### Short problem
Can you copy all of the data below word for word, omitting the pictures?

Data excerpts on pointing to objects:
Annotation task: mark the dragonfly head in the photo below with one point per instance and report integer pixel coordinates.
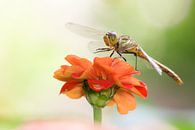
(111, 39)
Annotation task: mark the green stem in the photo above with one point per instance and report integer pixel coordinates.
(97, 115)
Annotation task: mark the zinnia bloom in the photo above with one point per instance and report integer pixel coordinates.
(106, 81)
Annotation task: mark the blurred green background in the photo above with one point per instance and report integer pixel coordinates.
(34, 41)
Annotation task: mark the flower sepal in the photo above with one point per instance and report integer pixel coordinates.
(99, 99)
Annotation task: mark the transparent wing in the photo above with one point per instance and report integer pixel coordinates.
(99, 48)
(150, 60)
(85, 31)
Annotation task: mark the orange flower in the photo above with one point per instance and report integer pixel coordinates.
(120, 73)
(103, 74)
(73, 76)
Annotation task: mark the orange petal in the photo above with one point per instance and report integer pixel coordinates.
(129, 80)
(125, 101)
(140, 90)
(75, 60)
(59, 74)
(69, 85)
(110, 103)
(75, 93)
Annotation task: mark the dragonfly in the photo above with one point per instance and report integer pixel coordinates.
(120, 44)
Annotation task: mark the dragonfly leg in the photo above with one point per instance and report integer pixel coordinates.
(121, 56)
(136, 64)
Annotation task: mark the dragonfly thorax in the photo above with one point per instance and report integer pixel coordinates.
(110, 39)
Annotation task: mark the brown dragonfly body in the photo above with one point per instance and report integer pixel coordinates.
(122, 45)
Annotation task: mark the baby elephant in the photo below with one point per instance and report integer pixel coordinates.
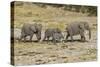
(76, 28)
(54, 33)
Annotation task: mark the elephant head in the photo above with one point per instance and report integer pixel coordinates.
(85, 26)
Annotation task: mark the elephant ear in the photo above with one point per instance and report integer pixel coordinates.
(81, 26)
(32, 28)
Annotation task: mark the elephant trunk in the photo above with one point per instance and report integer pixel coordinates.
(89, 33)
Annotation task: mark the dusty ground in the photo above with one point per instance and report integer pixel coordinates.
(42, 53)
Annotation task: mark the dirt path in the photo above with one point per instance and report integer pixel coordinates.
(43, 53)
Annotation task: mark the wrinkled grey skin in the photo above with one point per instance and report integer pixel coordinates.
(30, 30)
(15, 34)
(57, 37)
(54, 33)
(76, 28)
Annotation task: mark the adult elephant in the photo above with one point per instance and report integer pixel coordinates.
(76, 28)
(31, 29)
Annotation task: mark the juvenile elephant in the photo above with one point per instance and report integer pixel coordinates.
(54, 33)
(76, 28)
(31, 29)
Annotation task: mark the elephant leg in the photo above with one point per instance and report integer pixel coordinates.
(25, 38)
(71, 37)
(44, 38)
(82, 36)
(67, 36)
(31, 36)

### Exercise answer
Annotation task: mark the dragonfly head in the photo below with one point per instance and report integer pixel coordinates.
(111, 39)
Annotation task: mark the green stem in the photo above with one point per instance and report integer pixel coordinates.
(97, 115)
Annotation task: mark the zinnia bloom in the photo above with one point per instance and report integer pixel coordinates.
(106, 81)
Annotation task: mark the blurred green background in the photo above with one point per instance and report integer pixel coordinates.
(34, 41)
Annotation task: mark the flower sepal in the photo above with one point per instance and report integer pixel coordinates.
(99, 99)
Annotation task: mark the transparent wing in the photo above with one point per instance and report integer pixel coordinates.
(99, 48)
(150, 60)
(85, 31)
Annotation task: mark the orange flower in the photo above with one point per instance and report integer pixel coordinates.
(120, 73)
(103, 74)
(73, 76)
Annotation task: mark the orange petal in the photo above with one point per instance and report integer pixel coordinates.
(129, 80)
(125, 101)
(140, 90)
(75, 60)
(59, 74)
(69, 85)
(110, 103)
(75, 93)
Annotation task: mark the dragonfly in the photo above with one point per instance and report integer pixel coordinates.
(120, 44)
Annotation task: mark the dragonfly leg in the photo above with one point per instance and report integer pixel coordinates.
(121, 56)
(136, 64)
Annotation task: mark the dragonfly thorax in the photo above with one point per instance and report integer pixel coordinates.
(110, 39)
Annotation task: mark the brown dragonfly body in the photo above with one point per instance and report integer pixel coordinates.
(122, 45)
Annotation task: mark the baby elephant in the photo below with one point per instance and report integer pixel coordinates.
(76, 28)
(54, 33)
Annotation task: mark the elephant head in the photo above with one point per instance and report integer pixel coordinates.
(85, 26)
Annotation task: mark the elephant ear in the photo above with one point per instance and report integer pixel coordinates.
(81, 26)
(32, 28)
Annotation task: mark the elephant trunk in the photo above with one point per instance and report integer pixel coordinates.
(89, 33)
Annotation task: mark the dusty ground in the photo above with one point per instance and report integer pixel coordinates.
(42, 53)
Annotation task: mark the dirt path in the photo above with one point per instance and report integer pixel coordinates.
(43, 53)
Annotation task: mark the wrinkled grey skin in the photo above with one point per instance and report integer pixel coordinates.
(30, 30)
(15, 34)
(57, 37)
(54, 33)
(76, 28)
Annotation task: mark the adult elephant in the photo above with one point per instance and report integer pixel coordinates.
(76, 28)
(31, 29)
Annotation task: mark the juvenile elephant in the photo above with one point per instance and report integer pixel coordinates.
(54, 33)
(76, 28)
(31, 29)
Annotation task: mark the elephant leg in the photo above with one point per instance and report integer pixel coordinates.
(25, 38)
(71, 37)
(44, 38)
(82, 36)
(67, 36)
(31, 36)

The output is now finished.